Set problem:
Could you arrange the lines from the start of the items through the line containing "60 156 L 54", both included, as a Markdown table with the columns Row and Line, numbering each row and leaving out blank lines?

Material for this exercise:
---+---
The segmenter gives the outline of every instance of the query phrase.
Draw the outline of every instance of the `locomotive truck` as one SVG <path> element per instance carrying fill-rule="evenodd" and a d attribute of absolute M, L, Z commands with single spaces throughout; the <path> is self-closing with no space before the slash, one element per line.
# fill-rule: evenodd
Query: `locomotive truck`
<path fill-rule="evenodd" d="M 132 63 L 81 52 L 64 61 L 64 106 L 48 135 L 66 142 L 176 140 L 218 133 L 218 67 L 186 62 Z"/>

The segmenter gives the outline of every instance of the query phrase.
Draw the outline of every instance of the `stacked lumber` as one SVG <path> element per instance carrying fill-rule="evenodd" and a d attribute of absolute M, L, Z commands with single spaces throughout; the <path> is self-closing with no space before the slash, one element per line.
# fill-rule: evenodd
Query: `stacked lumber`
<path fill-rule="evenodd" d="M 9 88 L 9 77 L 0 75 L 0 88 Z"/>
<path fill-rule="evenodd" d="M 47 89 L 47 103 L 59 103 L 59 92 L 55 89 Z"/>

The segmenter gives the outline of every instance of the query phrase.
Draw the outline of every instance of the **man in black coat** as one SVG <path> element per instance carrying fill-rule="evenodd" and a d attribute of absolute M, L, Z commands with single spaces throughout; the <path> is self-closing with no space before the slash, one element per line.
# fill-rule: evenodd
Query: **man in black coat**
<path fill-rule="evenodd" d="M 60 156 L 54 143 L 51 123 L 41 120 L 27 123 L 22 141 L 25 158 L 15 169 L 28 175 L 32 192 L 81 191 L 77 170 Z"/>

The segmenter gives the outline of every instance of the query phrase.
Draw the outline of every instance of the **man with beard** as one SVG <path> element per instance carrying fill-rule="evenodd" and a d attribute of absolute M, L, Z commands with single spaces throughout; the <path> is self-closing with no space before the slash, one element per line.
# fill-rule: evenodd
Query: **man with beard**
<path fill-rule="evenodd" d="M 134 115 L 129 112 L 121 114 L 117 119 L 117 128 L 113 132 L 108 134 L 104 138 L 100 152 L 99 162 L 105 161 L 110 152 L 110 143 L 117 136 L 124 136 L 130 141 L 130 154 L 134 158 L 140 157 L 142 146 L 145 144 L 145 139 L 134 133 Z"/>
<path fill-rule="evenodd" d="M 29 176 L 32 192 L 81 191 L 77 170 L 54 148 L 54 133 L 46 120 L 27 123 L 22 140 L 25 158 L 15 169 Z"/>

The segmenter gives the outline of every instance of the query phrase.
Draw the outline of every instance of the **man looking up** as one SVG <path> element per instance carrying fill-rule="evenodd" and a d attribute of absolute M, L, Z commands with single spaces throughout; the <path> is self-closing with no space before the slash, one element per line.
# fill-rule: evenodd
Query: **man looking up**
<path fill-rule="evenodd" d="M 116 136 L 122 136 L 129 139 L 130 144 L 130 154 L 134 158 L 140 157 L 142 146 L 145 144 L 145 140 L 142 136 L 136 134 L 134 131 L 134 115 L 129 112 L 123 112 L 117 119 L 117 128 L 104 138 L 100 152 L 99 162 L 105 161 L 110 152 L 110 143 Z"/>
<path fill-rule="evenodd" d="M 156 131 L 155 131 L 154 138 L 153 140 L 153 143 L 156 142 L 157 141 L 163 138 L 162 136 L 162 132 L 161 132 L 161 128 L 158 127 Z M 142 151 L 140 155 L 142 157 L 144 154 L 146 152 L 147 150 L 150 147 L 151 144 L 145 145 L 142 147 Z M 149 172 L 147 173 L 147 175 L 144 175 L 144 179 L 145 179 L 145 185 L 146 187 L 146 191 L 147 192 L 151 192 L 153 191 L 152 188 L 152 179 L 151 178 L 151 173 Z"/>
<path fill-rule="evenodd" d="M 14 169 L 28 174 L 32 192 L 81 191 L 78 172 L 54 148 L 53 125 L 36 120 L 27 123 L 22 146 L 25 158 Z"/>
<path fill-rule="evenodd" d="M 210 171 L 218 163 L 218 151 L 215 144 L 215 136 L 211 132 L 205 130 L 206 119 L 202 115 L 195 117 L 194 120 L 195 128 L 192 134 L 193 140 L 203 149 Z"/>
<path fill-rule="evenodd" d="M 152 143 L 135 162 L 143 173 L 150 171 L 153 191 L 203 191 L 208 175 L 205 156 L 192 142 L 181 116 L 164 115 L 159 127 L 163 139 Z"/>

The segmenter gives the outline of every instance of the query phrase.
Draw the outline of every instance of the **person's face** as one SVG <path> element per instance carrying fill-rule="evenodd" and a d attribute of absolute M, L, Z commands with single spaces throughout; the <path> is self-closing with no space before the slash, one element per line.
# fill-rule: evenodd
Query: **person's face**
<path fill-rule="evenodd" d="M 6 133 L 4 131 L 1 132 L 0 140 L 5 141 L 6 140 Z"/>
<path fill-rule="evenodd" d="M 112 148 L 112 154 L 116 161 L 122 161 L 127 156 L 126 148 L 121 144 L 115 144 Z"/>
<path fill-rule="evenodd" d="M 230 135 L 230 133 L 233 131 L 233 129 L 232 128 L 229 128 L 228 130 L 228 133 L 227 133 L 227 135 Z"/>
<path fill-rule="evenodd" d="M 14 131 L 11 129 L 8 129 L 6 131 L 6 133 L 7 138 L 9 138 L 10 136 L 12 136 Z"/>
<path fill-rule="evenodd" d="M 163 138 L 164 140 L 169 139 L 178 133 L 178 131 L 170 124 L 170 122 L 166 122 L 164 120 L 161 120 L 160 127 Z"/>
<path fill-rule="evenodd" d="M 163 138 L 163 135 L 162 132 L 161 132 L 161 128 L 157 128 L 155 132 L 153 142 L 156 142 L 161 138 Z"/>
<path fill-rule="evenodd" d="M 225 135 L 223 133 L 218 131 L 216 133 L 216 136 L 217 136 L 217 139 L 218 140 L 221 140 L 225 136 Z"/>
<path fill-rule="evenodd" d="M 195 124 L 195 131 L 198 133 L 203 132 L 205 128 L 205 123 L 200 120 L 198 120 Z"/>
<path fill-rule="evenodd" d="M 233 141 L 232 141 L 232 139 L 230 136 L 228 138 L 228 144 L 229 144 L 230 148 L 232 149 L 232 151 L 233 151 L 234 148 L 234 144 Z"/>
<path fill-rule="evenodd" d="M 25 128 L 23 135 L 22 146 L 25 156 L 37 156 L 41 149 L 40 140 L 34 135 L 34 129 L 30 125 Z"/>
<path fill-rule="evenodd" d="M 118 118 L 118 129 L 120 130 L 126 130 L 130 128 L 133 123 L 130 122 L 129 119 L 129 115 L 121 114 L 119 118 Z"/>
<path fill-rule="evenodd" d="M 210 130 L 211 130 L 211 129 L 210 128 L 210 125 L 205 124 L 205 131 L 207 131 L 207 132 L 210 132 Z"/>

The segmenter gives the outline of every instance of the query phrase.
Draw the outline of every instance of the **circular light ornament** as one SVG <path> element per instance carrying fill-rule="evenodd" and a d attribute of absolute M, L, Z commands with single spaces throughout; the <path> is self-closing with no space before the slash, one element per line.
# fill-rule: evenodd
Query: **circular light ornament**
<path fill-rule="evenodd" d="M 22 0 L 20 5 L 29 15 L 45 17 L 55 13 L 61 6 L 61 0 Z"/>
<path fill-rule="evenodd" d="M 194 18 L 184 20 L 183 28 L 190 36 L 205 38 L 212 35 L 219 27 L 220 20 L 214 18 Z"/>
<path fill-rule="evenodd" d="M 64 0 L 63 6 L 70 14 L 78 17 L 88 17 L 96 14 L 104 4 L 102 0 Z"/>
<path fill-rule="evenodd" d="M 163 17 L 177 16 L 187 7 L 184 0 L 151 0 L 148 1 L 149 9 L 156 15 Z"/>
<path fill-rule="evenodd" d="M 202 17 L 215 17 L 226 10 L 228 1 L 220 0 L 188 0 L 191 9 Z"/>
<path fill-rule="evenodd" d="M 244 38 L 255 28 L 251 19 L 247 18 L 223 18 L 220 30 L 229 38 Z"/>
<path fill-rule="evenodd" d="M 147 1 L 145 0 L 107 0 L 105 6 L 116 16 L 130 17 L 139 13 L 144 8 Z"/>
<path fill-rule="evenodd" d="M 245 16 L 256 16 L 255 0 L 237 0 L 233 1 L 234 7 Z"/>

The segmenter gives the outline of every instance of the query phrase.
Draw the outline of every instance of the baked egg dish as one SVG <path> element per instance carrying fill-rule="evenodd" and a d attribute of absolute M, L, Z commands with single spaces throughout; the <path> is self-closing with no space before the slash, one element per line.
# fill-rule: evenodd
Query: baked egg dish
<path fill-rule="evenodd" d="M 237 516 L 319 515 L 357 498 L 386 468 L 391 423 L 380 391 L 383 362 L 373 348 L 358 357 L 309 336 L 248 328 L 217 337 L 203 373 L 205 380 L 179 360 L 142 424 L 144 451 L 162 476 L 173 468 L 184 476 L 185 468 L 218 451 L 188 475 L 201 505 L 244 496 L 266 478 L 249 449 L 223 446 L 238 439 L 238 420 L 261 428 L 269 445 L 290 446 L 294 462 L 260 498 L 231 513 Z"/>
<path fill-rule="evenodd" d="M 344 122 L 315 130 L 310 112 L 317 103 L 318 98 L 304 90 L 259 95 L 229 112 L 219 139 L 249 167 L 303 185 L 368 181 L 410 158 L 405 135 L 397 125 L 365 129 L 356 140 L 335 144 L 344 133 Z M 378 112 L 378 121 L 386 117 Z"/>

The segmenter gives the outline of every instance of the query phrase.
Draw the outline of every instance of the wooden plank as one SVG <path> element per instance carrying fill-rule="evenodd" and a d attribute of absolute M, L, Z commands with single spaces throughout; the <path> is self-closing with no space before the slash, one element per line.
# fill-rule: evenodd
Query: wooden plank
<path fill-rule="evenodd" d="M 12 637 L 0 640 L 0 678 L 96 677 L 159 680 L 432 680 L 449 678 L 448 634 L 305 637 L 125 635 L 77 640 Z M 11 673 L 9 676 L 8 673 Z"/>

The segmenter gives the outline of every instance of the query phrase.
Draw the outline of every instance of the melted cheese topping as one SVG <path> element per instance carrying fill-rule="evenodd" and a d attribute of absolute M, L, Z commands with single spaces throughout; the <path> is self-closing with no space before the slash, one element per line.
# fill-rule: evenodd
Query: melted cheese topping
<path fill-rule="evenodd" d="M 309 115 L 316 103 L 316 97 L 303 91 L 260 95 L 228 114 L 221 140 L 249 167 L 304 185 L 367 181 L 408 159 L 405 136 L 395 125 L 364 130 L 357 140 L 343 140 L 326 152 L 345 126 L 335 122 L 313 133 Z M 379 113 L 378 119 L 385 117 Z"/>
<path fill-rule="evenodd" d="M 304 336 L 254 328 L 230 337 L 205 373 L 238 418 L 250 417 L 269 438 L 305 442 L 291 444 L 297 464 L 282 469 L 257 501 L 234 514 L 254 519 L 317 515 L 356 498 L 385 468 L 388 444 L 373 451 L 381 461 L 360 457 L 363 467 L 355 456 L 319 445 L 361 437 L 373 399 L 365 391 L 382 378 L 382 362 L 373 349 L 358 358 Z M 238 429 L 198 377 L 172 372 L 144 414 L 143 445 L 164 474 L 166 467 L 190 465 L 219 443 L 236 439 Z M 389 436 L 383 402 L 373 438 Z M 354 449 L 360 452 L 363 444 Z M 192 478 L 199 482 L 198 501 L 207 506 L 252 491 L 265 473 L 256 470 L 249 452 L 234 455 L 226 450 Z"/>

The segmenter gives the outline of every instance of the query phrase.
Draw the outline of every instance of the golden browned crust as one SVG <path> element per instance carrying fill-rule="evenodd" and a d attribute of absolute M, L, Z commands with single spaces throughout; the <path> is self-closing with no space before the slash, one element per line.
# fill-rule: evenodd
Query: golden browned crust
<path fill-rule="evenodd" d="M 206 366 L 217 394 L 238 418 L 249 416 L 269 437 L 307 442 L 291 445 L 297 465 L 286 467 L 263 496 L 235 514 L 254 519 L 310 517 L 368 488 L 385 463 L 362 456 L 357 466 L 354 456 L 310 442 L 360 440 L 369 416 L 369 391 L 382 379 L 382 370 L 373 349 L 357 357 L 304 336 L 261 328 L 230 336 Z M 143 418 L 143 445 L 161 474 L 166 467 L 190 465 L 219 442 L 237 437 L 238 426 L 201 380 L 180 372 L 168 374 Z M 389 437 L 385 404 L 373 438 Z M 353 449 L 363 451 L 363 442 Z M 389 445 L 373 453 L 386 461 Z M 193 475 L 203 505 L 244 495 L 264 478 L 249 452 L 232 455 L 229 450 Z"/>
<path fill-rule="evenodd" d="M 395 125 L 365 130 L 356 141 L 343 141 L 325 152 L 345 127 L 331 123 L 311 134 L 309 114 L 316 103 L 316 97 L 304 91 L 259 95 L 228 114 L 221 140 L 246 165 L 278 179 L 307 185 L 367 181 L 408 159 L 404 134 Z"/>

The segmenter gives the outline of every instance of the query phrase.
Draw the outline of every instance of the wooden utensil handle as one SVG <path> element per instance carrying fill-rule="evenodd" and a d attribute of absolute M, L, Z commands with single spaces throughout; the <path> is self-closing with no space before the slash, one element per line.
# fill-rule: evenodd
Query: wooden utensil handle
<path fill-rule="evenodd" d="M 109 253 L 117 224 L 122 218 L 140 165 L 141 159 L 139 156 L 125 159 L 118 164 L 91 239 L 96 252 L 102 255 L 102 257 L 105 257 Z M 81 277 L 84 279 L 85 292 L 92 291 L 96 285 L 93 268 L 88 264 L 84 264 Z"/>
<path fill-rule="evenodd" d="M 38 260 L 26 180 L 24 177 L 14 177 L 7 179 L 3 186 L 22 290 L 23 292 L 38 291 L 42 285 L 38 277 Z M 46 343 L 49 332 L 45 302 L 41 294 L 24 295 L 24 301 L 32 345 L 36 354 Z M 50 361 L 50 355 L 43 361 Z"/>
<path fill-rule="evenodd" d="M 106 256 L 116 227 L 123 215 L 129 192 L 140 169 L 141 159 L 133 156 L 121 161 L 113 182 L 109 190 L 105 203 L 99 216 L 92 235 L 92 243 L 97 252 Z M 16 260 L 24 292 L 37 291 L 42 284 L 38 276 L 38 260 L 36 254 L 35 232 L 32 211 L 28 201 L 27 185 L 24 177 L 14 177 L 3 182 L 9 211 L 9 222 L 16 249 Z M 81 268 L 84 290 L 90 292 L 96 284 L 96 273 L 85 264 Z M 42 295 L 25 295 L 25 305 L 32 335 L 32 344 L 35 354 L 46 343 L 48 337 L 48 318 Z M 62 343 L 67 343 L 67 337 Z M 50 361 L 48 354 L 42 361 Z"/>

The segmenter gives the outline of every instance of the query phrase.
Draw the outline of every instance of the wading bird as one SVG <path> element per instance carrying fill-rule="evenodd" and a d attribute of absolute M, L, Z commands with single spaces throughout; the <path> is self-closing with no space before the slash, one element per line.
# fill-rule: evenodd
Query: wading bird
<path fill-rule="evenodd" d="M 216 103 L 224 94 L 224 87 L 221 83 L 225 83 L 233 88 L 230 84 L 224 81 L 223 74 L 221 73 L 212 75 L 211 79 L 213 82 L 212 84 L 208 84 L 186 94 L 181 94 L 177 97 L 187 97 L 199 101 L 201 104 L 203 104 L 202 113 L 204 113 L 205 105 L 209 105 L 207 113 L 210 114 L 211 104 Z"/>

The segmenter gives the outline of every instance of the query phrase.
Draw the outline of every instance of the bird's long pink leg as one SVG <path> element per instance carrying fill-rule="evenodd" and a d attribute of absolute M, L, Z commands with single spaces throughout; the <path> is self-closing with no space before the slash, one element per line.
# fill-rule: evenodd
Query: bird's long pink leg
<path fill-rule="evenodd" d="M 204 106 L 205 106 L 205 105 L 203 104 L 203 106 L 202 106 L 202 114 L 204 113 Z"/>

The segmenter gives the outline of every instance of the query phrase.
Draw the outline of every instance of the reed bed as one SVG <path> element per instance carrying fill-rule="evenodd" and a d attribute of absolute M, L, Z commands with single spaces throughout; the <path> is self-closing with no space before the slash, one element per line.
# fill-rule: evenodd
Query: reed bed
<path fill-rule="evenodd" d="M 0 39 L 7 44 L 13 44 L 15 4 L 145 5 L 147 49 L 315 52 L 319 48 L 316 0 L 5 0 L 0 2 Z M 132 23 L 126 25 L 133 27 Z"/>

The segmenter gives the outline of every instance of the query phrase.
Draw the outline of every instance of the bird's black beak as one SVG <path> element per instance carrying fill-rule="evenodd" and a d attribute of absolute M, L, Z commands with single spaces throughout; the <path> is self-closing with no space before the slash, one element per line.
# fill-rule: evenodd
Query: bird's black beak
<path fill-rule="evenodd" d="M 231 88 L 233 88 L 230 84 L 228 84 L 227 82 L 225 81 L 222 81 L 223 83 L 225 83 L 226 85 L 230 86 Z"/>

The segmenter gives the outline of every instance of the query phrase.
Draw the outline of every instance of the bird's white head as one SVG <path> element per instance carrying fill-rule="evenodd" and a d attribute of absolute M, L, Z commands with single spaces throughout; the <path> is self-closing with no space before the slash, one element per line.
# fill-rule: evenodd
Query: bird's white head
---+---
Response for this exercise:
| Row | Line |
|---|---|
| 1 | The segmenter gives the outline of every instance of the query phrase. |
| 2 | Draw the outline of every instance of the `locomotive truck` as one SVG <path> element per instance carrying fill-rule="evenodd" and a d attribute of absolute M, L, Z commands with single spaces throughout; the <path> is self-closing with no space before the slash, one element per line. |
| 3 | # fill-rule: evenodd |
| 4 | Query: `locomotive truck` |
| 5 | <path fill-rule="evenodd" d="M 132 63 L 81 52 L 64 61 L 64 106 L 48 135 L 66 142 L 176 140 L 218 133 L 218 67 L 186 62 Z"/> |
| 6 | The segmenter gives the outline of every instance of the query phrase. |
| 7 | Draw the outline of every instance of the `stacked lumber` as one SVG <path> element per instance carrying fill-rule="evenodd" and a d attribute of absolute M, L, Z commands with single spaces throughout; the <path> is self-closing with no space before the slash, one element per line. |
| 8 | # fill-rule: evenodd |
| 9 | Query: `stacked lumber` |
| 10 | <path fill-rule="evenodd" d="M 9 88 L 9 77 L 0 75 L 0 88 Z"/> |
| 11 | <path fill-rule="evenodd" d="M 47 89 L 47 103 L 59 103 L 59 92 L 55 89 Z"/> |
| 12 | The segmenter gives the outline of every instance of the query phrase. |
| 13 | Draw the outline of every instance of the **man in black coat** as one SVG <path> element per instance carrying fill-rule="evenodd" and a d attribute of absolute M, L, Z commands with single spaces throughout; the <path> is self-closing with no space before the slash, one element per line. |
| 14 | # fill-rule: evenodd |
| 15 | Query: **man in black coat** |
| 16 | <path fill-rule="evenodd" d="M 60 156 L 54 143 L 51 123 L 41 120 L 27 123 L 22 141 L 25 158 L 15 169 L 28 175 L 32 192 L 81 191 L 77 170 Z"/> |